__Instructions to follow__. Would you transcribe only the lines from the one holding "Every instance gets one point. Tag the brown leather" through the end of the material, exactly, without any pictures?

__Recorded information__.

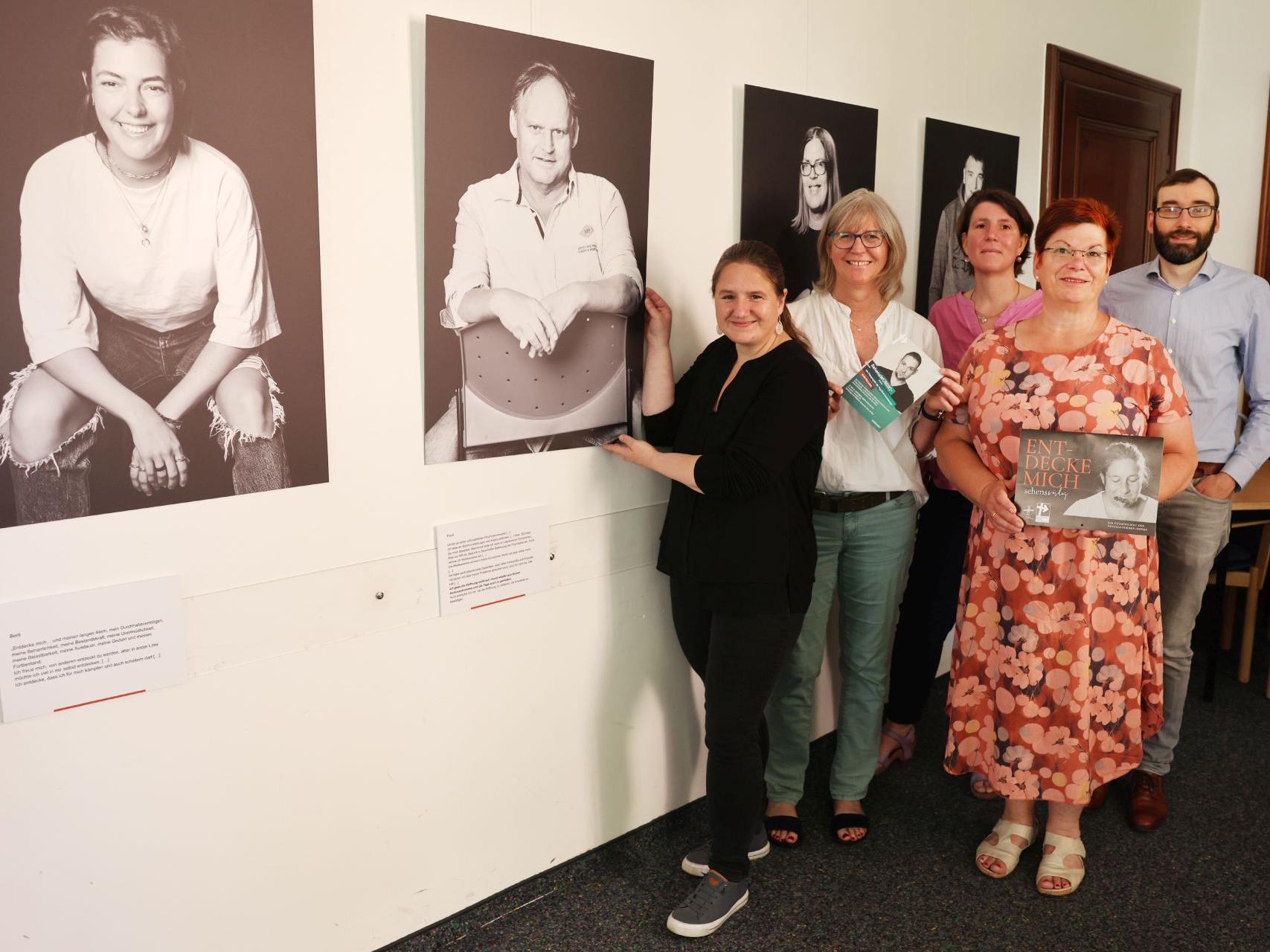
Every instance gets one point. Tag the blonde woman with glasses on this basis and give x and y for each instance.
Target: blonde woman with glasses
(864, 513)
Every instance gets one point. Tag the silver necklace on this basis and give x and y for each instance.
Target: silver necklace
(154, 174)
(141, 222)
(104, 152)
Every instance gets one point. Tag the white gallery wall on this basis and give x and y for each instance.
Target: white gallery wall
(1228, 123)
(343, 770)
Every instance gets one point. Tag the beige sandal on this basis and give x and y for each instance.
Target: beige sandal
(1052, 863)
(1005, 848)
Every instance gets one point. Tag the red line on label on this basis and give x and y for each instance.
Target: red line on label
(510, 598)
(86, 704)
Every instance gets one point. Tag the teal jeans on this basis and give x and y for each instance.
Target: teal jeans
(865, 558)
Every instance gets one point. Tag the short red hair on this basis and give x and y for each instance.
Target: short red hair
(1063, 212)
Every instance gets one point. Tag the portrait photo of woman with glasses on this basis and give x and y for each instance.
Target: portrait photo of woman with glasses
(799, 156)
(817, 192)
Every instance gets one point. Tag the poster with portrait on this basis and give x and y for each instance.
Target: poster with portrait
(888, 385)
(1088, 481)
(533, 187)
(959, 161)
(159, 251)
(799, 155)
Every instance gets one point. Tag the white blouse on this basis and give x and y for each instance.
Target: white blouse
(858, 458)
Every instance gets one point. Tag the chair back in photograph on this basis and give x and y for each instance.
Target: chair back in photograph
(508, 395)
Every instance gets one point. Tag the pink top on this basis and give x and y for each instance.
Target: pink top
(958, 327)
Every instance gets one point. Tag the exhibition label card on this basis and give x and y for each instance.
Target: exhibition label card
(1088, 481)
(896, 379)
(64, 652)
(493, 559)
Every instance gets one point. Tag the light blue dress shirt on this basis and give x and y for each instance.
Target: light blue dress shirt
(1217, 330)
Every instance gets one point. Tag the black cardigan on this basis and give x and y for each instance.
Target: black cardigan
(745, 540)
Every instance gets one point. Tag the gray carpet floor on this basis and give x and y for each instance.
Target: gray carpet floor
(1199, 882)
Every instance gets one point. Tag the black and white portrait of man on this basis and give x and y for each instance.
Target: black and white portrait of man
(959, 161)
(898, 379)
(542, 271)
(950, 271)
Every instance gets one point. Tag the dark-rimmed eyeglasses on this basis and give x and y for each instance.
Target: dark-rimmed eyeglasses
(846, 240)
(1067, 254)
(1175, 211)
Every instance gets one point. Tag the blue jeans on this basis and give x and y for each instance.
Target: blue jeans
(864, 556)
(56, 486)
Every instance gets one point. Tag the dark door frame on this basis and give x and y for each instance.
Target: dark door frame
(1056, 59)
(1261, 263)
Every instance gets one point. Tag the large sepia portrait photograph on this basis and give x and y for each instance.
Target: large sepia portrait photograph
(161, 312)
(801, 155)
(959, 160)
(533, 190)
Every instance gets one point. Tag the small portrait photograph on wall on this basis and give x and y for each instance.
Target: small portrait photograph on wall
(959, 161)
(159, 257)
(801, 155)
(533, 202)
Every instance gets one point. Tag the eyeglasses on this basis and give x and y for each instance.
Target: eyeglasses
(1175, 211)
(846, 240)
(1067, 254)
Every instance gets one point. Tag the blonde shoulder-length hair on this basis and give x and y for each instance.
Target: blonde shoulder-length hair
(847, 215)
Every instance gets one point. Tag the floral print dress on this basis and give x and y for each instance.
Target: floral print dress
(1057, 660)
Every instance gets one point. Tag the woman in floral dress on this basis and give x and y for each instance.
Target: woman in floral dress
(1057, 666)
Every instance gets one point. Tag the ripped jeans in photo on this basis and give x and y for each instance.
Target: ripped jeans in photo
(56, 486)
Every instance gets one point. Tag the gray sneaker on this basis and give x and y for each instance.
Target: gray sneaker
(708, 907)
(697, 862)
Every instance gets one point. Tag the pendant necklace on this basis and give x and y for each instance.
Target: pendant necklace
(984, 318)
(132, 212)
(141, 221)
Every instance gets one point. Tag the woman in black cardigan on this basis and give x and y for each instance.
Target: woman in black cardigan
(745, 425)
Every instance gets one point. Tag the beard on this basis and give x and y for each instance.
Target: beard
(1183, 254)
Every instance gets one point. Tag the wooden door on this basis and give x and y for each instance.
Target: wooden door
(1109, 135)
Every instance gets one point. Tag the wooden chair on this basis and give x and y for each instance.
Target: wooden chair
(1248, 564)
(506, 395)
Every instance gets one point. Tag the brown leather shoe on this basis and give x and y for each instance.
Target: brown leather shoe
(1147, 805)
(1099, 796)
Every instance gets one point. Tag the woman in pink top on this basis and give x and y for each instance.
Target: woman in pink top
(995, 229)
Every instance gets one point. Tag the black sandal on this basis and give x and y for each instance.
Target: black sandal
(849, 822)
(788, 824)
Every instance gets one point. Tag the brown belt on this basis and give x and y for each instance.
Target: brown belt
(853, 503)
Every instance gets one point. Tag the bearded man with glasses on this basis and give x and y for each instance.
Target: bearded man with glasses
(1213, 320)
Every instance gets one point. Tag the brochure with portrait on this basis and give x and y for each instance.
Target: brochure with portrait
(1088, 481)
(897, 377)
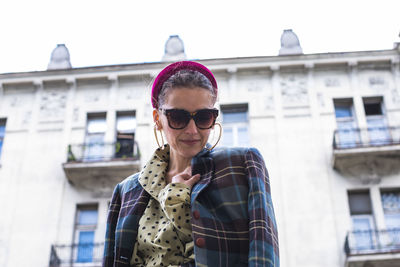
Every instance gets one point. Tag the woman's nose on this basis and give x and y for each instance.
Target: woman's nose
(191, 127)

__Answer box__.
Every instance gets one point. Tag the brown leather shoe on this basis and give x and y for each instance.
Target: brown leather shoe
(1147, 805)
(1099, 796)
Every instance gets one point. Tag the woman in pink top on this basis and give x and y for each instance.
Target: woman in pink top
(995, 229)
Every instance gets one point. Tag the black sandal on this basis and give x and y for each instance.
Target: black sandal
(849, 822)
(788, 824)
Every instance gets one point. Tag the brown belt on this basis and give x and y for each instance.
Target: brown belt
(853, 503)
Every instance gets one point. Tag the bearded man with glasses on this basis and give x and y for each instance.
Target: bearded man with glasses
(1213, 320)
Every instance gets one point. Tag the brochure with portrait on this basis and give x and y for each instance.
Target: brochure with portrait
(1088, 481)
(897, 377)
Every instance gets one point. Tag the woman's nose on this basis and give x and y for each instance.
Target: woman's nose
(191, 127)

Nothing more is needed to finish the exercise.